■ Assignment: Line by line, transcribe all of the entries exactly.
○ ○ ○ ○
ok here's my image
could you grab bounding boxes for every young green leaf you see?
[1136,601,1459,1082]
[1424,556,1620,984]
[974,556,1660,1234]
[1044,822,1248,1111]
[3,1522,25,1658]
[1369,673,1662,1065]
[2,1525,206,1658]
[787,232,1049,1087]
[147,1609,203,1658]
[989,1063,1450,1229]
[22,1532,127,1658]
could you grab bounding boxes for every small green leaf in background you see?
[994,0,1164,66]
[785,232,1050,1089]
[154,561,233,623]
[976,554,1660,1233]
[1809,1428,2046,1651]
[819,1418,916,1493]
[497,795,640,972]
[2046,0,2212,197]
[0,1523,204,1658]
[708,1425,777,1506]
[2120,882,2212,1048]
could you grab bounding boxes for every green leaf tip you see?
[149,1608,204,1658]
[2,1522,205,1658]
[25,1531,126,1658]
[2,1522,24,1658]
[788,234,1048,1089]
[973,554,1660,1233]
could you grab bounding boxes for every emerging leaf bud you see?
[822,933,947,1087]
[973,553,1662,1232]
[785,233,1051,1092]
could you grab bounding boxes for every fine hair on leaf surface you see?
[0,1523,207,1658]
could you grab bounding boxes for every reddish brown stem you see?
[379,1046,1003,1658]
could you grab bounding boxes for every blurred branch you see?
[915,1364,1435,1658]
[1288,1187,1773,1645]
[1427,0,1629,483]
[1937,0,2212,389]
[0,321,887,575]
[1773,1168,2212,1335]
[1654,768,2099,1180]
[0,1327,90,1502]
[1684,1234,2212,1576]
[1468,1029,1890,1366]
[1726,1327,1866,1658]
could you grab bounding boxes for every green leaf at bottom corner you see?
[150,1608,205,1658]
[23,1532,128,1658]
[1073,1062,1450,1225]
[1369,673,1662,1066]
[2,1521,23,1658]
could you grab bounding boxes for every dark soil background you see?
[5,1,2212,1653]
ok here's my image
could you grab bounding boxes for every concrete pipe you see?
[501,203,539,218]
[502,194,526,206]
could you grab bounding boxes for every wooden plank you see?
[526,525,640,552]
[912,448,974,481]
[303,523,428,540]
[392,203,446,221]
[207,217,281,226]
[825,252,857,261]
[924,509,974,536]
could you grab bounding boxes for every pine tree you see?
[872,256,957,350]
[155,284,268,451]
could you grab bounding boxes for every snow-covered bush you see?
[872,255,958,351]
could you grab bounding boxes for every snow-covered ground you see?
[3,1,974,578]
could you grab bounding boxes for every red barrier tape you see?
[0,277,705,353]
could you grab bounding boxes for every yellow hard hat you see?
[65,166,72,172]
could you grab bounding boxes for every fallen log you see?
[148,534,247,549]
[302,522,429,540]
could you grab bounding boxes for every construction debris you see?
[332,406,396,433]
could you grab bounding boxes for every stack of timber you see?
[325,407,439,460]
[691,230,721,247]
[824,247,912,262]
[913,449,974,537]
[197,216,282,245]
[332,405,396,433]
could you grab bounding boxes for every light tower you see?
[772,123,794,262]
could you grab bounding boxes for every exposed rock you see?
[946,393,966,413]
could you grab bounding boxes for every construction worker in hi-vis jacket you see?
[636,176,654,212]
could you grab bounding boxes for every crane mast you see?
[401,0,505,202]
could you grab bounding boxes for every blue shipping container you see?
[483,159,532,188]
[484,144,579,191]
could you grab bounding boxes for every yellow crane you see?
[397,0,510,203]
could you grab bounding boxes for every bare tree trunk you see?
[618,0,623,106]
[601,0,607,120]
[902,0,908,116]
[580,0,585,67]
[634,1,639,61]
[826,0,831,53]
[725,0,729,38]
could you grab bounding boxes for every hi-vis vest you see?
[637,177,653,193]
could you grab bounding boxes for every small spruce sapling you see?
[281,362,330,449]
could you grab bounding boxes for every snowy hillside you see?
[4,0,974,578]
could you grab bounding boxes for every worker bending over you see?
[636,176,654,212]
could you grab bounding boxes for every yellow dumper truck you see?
○ ○ ○ ○
■ Solution for this problem:
ok here's my image
could you grab bounding boxes for every young green leaf you see?
[1136,601,1459,1082]
[1424,556,1620,984]
[974,556,1660,1234]
[1044,822,1248,1111]
[3,1522,25,1658]
[1369,673,1662,1065]
[2,1525,206,1658]
[787,232,1049,1087]
[147,1609,203,1658]
[989,1063,1450,1229]
[22,1532,127,1658]
could you grab bounding boxes for every small green leaf in background you see?
[994,0,1164,66]
[785,232,1050,1089]
[154,561,233,623]
[976,554,1660,1233]
[1809,1428,2046,1651]
[819,1418,916,1493]
[497,795,640,972]
[2046,0,2212,197]
[0,1523,204,1658]
[708,1425,777,1506]
[2120,882,2212,1048]
could you grab bounding boxes for every green leaf tip you see?
[149,1608,204,1658]
[2,1522,205,1658]
[25,1531,126,1658]
[2,1522,24,1658]
[788,234,1048,1089]
[973,554,1660,1233]
could you grab bounding boxes for every emerging leaf bud you see?
[822,933,947,1087]
[973,553,1662,1232]
[785,233,1051,1092]
could you grab bounding boxes for every fine hair on leaf surface you see?
[0,1523,207,1658]
could you grab bounding boxes for every reddish brown stem you see?
[379,1046,1003,1658]
could you grab bounding boxes for every blurred branch you see?
[915,1364,1435,1658]
[1288,1187,1773,1645]
[1427,0,1629,483]
[1937,0,2212,389]
[0,321,887,575]
[1773,1168,2212,1335]
[1654,768,2099,1180]
[0,1327,90,1502]
[1684,1234,2212,1576]
[1468,1029,1890,1366]
[1726,1327,1866,1658]
could you grab bounding boxes for every green leaf at bottom corner you see?
[150,1608,205,1658]
[23,1532,128,1658]
[1073,1062,1450,1225]
[1369,673,1662,1066]
[2,1521,23,1658]
could you grab bounding boxes for every dark soil background you see?
[5,1,2212,1653]
ok here's my image
could you grab bounding boxes for every concrete pipe you see?
[501,203,539,218]
[502,194,526,206]
could you grab bounding boxes for every wooden plank you see?
[526,525,640,552]
[912,448,974,481]
[303,523,428,540]
[392,203,446,221]
[207,217,281,226]
[825,252,857,261]
[924,509,974,536]
could you grab bounding boxes for every pine tree you see?
[872,256,957,350]
[155,284,268,451]
could you grab bounding boxes for every snow-covered bush you see?
[872,255,958,351]
could you grab bounding boxes for every snow-covered ground you see?
[3,1,974,578]
could you grab bounding boxes for every red barrier tape you see?
[0,277,705,353]
could you grab bounding boxes for every yellow hard hat you see?
[65,166,72,172]
could you grab bounding boxes for every fallen log you see?
[148,534,247,549]
[302,522,429,540]
could you grab bounding boxes for every construction debris you see?
[332,406,396,433]
could you grab bounding boxes for every stack of timber you see?
[325,407,439,460]
[691,230,721,247]
[824,247,912,262]
[913,449,974,537]
[197,216,282,245]
[332,405,396,433]
could you grab bounding boxes for every light tower you see?
[772,123,794,262]
could you grab bounding boxes for every exposed rock you see?
[946,393,966,413]
could you grab bounding boxes for every construction worker in hi-vis jacket you see?
[636,176,654,212]
could you grab bounding boxes for every crane mast you see?
[401,0,505,202]
could you grab bounding boxes for every blue shipping container you see?
[483,159,532,188]
[484,144,579,191]
could you grab bounding boxes for every yellow crane you see?
[397,0,510,203]
could you grab bounding boxes for every bare tree trunk you see?
[618,0,623,106]
[601,0,607,120]
[902,0,908,116]
[580,0,585,67]
[634,1,639,61]
[826,0,831,53]
[725,0,729,38]
could you grab bounding boxes for every hi-vis vest you see?
[637,177,653,193]
could you grab bounding boxes for every small spruce sapling you see?
[281,362,330,449]
could you grab bounding boxes for every snowy hillside you see?
[4,0,974,578]
could you grab bounding boxes for every worker bending over you see?
[636,176,654,212]
could you grab bounding boxes for every yellow dumper truck you see?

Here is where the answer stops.